* _Exercise details_
Select each line of the material below that contains the word "mexican", and copy those lines. The match is case-sensitive.

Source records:
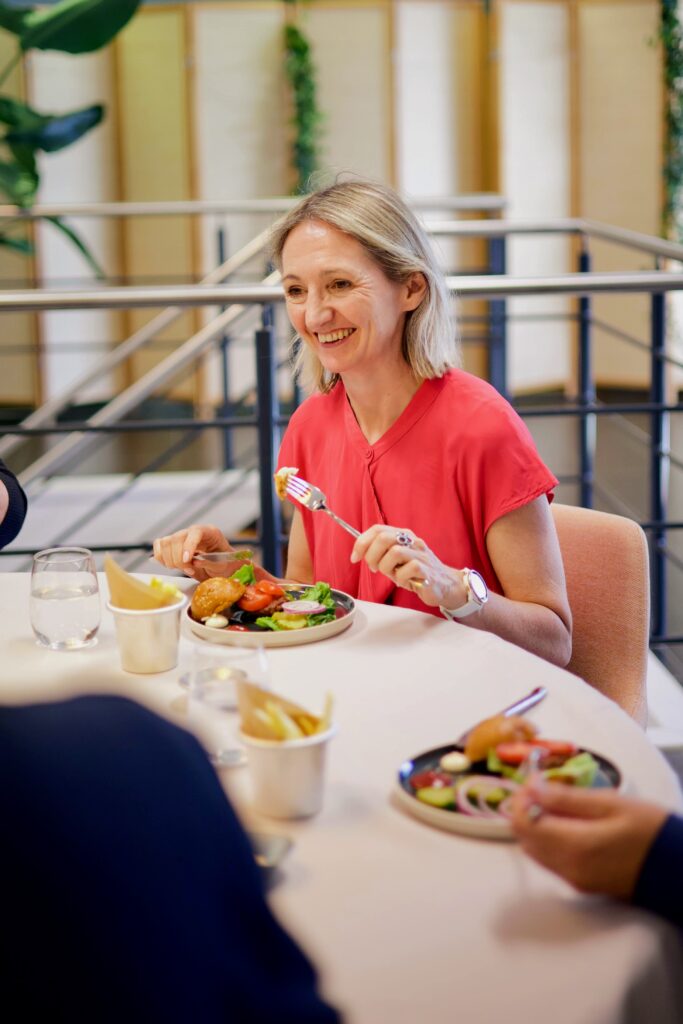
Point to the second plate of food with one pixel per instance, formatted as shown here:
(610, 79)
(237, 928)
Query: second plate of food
(471, 801)
(248, 634)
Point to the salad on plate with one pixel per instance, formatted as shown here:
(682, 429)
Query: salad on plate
(243, 603)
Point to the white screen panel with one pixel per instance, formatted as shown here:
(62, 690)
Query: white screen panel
(83, 172)
(621, 160)
(536, 165)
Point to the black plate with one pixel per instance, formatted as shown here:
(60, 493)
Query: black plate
(608, 776)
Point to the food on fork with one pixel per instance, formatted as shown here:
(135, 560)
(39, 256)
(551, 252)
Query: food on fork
(499, 729)
(128, 592)
(215, 595)
(281, 478)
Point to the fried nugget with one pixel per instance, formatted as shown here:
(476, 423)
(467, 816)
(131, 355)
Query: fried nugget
(281, 478)
(212, 597)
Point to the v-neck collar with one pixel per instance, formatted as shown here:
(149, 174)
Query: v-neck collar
(417, 407)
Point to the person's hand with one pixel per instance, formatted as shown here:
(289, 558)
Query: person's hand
(402, 562)
(177, 550)
(594, 839)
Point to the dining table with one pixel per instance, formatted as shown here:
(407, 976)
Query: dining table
(408, 923)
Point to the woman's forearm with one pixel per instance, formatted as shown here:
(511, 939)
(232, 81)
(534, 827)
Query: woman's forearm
(534, 627)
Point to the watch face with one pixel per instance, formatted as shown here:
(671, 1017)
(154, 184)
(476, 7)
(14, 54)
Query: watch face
(477, 586)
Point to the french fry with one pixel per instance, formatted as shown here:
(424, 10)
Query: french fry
(282, 722)
(267, 716)
(266, 722)
(326, 718)
(307, 724)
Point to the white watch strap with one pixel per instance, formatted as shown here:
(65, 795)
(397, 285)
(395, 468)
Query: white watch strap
(471, 604)
(462, 612)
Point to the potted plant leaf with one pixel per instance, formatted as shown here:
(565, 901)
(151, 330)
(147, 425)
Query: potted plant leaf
(71, 27)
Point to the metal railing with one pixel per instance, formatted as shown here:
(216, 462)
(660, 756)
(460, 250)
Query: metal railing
(496, 288)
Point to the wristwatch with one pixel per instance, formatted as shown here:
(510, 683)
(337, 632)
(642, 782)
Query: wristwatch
(477, 595)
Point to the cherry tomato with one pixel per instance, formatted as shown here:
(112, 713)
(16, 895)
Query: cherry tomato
(268, 587)
(254, 600)
(558, 748)
(430, 779)
(514, 754)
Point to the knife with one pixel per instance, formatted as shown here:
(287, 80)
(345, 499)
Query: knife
(222, 556)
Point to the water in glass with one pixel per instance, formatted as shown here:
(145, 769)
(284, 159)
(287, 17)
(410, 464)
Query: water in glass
(65, 598)
(211, 681)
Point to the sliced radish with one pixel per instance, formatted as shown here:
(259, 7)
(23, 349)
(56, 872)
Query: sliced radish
(302, 607)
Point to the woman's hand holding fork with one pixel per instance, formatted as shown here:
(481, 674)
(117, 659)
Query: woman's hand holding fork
(406, 558)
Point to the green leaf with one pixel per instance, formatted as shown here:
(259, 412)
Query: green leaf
(26, 158)
(245, 574)
(17, 183)
(12, 19)
(22, 246)
(79, 243)
(76, 26)
(52, 132)
(14, 113)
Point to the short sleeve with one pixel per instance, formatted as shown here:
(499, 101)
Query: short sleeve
(500, 469)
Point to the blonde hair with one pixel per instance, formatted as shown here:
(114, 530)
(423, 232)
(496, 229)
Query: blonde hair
(392, 237)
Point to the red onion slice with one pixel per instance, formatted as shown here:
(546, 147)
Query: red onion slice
(303, 607)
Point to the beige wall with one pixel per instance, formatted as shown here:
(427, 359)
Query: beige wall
(555, 102)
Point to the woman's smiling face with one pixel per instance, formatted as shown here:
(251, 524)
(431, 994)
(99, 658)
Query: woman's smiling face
(340, 301)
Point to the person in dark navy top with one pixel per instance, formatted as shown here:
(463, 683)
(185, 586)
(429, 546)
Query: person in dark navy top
(130, 891)
(604, 843)
(12, 506)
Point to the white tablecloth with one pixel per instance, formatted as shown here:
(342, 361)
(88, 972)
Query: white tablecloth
(406, 923)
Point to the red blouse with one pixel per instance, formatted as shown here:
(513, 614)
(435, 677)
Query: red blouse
(456, 460)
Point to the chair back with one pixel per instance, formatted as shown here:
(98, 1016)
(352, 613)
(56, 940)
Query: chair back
(607, 577)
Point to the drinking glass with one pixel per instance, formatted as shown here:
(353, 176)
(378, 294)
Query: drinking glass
(212, 697)
(65, 598)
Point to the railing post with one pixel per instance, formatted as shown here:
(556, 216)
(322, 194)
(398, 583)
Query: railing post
(226, 406)
(658, 463)
(267, 416)
(498, 342)
(587, 421)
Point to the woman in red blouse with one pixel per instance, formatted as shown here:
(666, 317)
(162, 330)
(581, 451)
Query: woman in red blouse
(433, 467)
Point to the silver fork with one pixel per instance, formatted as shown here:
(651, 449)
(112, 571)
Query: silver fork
(518, 708)
(312, 498)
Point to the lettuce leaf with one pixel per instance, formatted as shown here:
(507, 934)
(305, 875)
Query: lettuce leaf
(319, 592)
(245, 574)
(268, 624)
(498, 767)
(581, 770)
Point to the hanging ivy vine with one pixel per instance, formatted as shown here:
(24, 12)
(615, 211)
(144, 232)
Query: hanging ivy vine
(672, 40)
(306, 120)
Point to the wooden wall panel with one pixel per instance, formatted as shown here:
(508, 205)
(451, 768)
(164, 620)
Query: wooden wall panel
(621, 144)
(86, 171)
(156, 162)
(536, 161)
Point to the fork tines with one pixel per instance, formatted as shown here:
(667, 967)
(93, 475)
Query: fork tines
(297, 487)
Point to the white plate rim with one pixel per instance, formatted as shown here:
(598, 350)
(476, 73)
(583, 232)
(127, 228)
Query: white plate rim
(499, 828)
(292, 638)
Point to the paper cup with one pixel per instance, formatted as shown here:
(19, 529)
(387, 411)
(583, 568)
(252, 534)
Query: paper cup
(148, 639)
(288, 777)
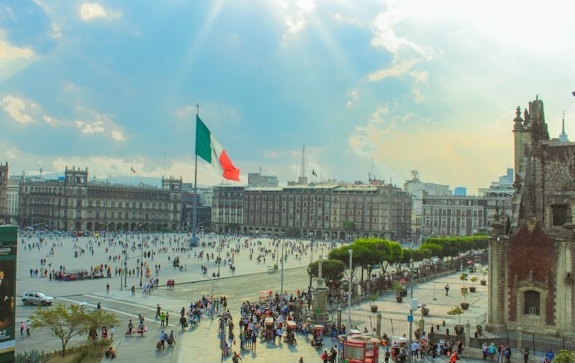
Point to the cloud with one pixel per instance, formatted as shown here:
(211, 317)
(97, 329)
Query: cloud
(16, 108)
(406, 54)
(51, 120)
(385, 135)
(96, 127)
(297, 13)
(353, 96)
(91, 11)
(118, 135)
(8, 52)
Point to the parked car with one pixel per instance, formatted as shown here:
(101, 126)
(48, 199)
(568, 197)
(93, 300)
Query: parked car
(37, 298)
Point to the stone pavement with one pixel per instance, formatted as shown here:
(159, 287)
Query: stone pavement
(201, 344)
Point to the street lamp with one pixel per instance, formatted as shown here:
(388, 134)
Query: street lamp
(349, 288)
(282, 272)
(311, 247)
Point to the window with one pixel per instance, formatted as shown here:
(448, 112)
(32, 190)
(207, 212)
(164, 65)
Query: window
(559, 214)
(531, 302)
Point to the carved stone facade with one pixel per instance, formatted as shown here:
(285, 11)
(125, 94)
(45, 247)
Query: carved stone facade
(76, 204)
(531, 268)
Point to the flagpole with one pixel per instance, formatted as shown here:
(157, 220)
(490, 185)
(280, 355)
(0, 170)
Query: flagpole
(194, 241)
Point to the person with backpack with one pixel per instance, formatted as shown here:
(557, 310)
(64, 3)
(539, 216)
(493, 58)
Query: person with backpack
(507, 354)
(491, 351)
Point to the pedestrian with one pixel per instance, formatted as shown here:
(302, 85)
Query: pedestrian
(163, 339)
(453, 358)
(254, 341)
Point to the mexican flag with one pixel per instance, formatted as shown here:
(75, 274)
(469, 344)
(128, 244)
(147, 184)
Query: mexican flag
(209, 149)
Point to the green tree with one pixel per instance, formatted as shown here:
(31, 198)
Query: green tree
(349, 226)
(564, 356)
(331, 270)
(66, 322)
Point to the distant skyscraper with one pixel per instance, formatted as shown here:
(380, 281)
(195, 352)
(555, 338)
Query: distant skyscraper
(563, 136)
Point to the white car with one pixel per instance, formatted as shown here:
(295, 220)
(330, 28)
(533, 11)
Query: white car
(37, 298)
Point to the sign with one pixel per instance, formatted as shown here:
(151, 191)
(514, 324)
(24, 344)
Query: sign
(8, 245)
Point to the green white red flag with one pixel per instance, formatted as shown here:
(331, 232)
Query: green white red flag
(209, 149)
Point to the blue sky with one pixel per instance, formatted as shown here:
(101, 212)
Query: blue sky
(380, 87)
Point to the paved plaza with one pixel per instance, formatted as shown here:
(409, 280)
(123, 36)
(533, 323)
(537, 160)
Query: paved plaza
(200, 344)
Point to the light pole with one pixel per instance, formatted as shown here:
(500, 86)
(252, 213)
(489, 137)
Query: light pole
(411, 303)
(282, 272)
(349, 288)
(311, 247)
(141, 260)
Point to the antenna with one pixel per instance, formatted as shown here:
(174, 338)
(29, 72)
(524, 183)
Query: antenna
(303, 161)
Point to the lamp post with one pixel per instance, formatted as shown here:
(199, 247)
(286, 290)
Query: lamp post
(311, 247)
(282, 271)
(410, 308)
(349, 288)
(141, 260)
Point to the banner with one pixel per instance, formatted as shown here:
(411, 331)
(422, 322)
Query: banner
(8, 246)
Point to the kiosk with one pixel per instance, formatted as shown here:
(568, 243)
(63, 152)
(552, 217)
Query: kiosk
(360, 349)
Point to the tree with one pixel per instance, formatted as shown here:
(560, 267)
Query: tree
(564, 356)
(66, 322)
(331, 270)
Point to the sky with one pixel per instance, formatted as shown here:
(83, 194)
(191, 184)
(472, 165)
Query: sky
(371, 88)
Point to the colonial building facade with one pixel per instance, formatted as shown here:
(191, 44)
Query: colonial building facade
(315, 211)
(531, 269)
(4, 218)
(74, 203)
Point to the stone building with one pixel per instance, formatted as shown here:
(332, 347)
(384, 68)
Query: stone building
(4, 218)
(531, 267)
(314, 211)
(74, 203)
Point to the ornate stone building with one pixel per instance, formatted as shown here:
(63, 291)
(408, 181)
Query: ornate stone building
(531, 268)
(74, 203)
(315, 211)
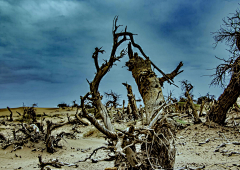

* _Written reply_
Point to the mexican flag with one pixel per instance, formatted as shown here:
Query: mexican flag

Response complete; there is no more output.